▶ PASSAGE:
[start]

# One of my pigeons was killed today



## SerendipityCA (May 2, 2008)

Kinda sad. I've been feeding the feral pigeons around my apartment building for a few years now. This has had quite an impact on my neighbors as the pigeons began nesting on ledges in the carport and pooping all over the cars, the fire escape, etc. Eventually this was mitigated by management. Netting was placed over the lightwell so they couldn't get down to the fire escape, they steam cleaned, they blocked off all the spaces in the carports where they could hang out.

Well, except for one! The two who used to nest on a nice private ledge under my fire escape were DETERMINED to stay close, so they ended up hanging out on a pipe in my own carport space, just outside the lightwell. There's no way they can actually build a nest, but they stay there every night. And they poop all over the pipe and the ground below it, but it's my space, and it's a single stall at the end of the row, and nobody ever goes in there.

Late at night I used to throw seed up on the top of the free-standing carport roof which is covered with tar paper, but there are literally 12 apartments looking directly over the carport, and plenty of neighboring buildings have line of sight, and the seed made a "whoosh" sound. I know one guy who hates pigeons who is down on the end of the row and is an extreme night owl, was starting to get wise to me. And I can't go up onto the roof because the landlord won't allow any of us up there (although, we don't have a resident manager, but one guy who lives at the bottom of the stairs leading to the roof is obsessed with pigeons (as in, he really doesn't want them around), and it would only be a matter of time before he saw me going up to the roof and he's no dummy. If he saw me twice he'd definitely figure it out.

So, I've been putting out the seed in my carport stall, throwing it under my car and behind my car. 

This is working really well.

But unfortunately sometimes I fall asleep before I go down there, so I will go down during the day. I can do it with no one seeing me, but I prefer to do it at night so the pigeons don't recognize me.

The effect of this is that they hang around waiting, and now they do recognize me. It only takes a few times before they remember a face apparently!

Anyway, I think there was a pair that liked to hang out on the railing of the fire escape ladder over the driveway where the cars come and go (I can always tell where they roost because of the poop on the ground below it). I think one of them might have been waiting for me because when I came out this morning I saw its little body lying right there. It had obviously been hit by a car. Rigor mortis had already set in. As far as I could tell, the damage was to the belly area - the viscera were falling out - so I think it must have attempted to fly up when a car came along but it didn't get high enough and was struck and killed.

Of course, whoever did it, didn't bother to remove the body. I imagine if I had not bagged it up and put it in the garbage bin, it would still be out there, only completely flattened by cars coming and going.

I'm very sad that one of my babies is dead, but he had a nice life with lots of good nourishing food while he was alive.

I do worry that he might be part of a bonded pair, but I hope if he is (was), his mate will find somebody new.

I deliberately do not spend time with the pidgies, do not photograph them or try to identify them by their markings, so that I don't get attached. I don't coo at them, or talk to them when I put the seed out.

I felt bad putting his little body in the garbage, but I don't really have a place to bury him. Well, I could walk him over to the community garden and put him there but I think his little spirit has flown off, it doesn't matter to him what happens to his body.

I hope if he had a mate, that his mate saw his body and knows he's dead, so the mate won't be confused.

[end]

▶ RECORDS:

[start]

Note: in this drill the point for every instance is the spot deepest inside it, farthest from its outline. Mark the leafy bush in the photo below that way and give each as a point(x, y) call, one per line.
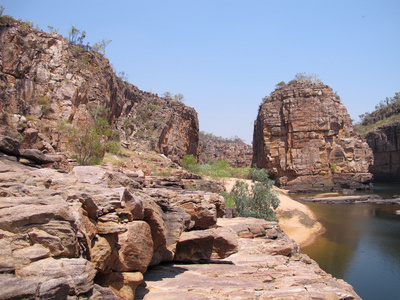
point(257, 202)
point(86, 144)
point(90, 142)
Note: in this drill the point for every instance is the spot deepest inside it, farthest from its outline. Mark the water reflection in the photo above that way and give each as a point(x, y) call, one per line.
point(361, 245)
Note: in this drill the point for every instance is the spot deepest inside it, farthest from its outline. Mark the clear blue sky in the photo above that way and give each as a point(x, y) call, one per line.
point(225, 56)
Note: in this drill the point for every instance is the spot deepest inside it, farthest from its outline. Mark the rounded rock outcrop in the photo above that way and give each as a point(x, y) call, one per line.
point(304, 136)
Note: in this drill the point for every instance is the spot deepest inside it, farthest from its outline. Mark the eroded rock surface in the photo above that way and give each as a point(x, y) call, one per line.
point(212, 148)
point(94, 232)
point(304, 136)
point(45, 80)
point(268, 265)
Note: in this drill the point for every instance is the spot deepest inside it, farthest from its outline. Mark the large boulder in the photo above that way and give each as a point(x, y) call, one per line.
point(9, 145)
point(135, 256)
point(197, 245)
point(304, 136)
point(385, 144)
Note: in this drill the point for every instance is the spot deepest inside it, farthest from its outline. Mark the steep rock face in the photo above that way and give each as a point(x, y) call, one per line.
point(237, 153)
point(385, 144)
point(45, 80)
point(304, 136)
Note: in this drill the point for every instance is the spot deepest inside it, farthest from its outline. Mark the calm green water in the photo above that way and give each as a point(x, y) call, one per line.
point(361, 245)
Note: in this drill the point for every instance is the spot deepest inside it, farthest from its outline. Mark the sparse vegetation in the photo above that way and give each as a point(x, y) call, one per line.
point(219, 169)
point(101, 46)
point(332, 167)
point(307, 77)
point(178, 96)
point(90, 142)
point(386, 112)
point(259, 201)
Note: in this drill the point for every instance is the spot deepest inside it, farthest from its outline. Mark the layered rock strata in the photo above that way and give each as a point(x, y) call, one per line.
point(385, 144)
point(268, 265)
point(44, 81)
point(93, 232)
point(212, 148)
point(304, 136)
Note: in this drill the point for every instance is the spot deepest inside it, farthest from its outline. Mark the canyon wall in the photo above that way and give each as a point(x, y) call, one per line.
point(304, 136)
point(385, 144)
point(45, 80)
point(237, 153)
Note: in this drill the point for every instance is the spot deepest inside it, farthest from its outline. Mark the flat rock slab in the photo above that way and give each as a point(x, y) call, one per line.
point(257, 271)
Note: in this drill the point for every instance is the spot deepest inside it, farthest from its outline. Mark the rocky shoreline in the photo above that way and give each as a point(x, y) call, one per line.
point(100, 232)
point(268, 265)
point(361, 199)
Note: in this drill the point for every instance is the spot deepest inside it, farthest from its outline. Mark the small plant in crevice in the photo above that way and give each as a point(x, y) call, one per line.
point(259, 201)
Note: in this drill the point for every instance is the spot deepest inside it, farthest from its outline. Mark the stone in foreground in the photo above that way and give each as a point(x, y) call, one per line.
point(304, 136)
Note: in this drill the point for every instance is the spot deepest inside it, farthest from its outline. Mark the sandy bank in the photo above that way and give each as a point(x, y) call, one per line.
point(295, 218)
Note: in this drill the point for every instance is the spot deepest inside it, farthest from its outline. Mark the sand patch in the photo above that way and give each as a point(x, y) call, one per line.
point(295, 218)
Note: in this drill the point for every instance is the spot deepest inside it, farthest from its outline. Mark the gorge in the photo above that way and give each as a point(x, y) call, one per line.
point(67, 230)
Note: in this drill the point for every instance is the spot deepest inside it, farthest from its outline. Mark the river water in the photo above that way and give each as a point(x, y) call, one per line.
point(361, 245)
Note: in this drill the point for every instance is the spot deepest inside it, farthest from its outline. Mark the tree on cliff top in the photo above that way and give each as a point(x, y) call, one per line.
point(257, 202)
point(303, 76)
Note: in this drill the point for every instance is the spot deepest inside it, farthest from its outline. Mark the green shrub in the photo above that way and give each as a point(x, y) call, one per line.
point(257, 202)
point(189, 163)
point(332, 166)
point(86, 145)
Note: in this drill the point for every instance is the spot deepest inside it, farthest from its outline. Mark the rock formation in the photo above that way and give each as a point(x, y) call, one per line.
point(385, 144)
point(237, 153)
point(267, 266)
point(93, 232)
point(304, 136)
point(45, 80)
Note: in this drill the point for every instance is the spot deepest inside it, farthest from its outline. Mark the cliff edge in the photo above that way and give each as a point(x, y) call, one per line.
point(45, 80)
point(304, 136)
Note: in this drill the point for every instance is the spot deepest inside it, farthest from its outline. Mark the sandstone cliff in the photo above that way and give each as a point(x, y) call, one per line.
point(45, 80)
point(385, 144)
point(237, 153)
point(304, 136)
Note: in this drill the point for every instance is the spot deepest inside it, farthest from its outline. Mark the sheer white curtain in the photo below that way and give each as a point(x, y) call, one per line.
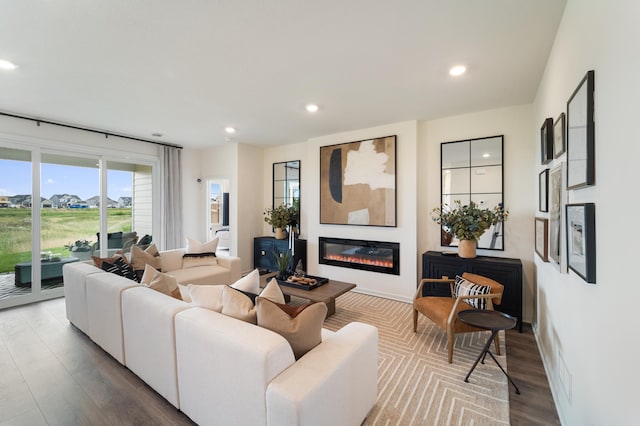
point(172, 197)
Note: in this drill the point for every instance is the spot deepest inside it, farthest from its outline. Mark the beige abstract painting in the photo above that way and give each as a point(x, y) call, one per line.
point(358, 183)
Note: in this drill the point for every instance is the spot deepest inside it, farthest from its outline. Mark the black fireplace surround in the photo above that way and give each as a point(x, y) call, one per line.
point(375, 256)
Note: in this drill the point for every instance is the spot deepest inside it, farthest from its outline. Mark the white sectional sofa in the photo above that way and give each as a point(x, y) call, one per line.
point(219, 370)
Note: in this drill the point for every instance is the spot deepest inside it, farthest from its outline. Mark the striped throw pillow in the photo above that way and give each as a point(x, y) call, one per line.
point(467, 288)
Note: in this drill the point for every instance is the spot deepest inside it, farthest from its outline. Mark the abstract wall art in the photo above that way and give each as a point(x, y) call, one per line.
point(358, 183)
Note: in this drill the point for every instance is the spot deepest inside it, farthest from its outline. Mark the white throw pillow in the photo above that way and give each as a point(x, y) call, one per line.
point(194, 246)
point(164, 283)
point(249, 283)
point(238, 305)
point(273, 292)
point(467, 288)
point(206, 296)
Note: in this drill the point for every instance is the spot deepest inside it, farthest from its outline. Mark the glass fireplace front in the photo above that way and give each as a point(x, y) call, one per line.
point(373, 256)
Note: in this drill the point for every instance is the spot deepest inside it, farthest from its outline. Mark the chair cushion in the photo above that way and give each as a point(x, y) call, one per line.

[end]

Echo the part of the forum post about the dead pigeon from "I deliberately do" up to and including "the seed out.". The data that accompanies this reading was gathered from a separate source.

▶ RESPONSE FOR THIS EXERCISE:
I deliberately do not spend time with the pidgies, do not photograph them or try to identify them by their markings, so that I don't get attached. I don't coo at them, or talk to them when I put the seed out.